_Goal of the exercise:_ Reproduce, word for word, every line starting at the line that contains "Target class: white cloud streak" and ending with the final line of the entries.

*** Data supplied Section Begins ***

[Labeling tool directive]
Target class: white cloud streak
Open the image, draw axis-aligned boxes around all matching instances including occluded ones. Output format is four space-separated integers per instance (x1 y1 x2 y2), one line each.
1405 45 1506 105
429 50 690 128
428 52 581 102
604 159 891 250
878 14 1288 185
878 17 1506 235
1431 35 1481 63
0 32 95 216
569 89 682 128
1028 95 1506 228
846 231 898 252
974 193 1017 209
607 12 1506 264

*** Data supplied Section Ends ***

_Response area:_
Target class: white cloud streak
Open the image, draw axis-aligned boxes around all matching instances including occluded ones. Output format is four space-separated integers per instance (x1 y1 x2 y2), one line each.
1405 45 1506 105
429 50 690 128
428 52 581 102
604 159 891 250
878 14 1288 185
878 17 1506 235
1431 35 1481 63
0 32 95 216
569 89 682 128
1028 95 1506 228
846 231 898 252
974 193 1017 209
607 12 1506 264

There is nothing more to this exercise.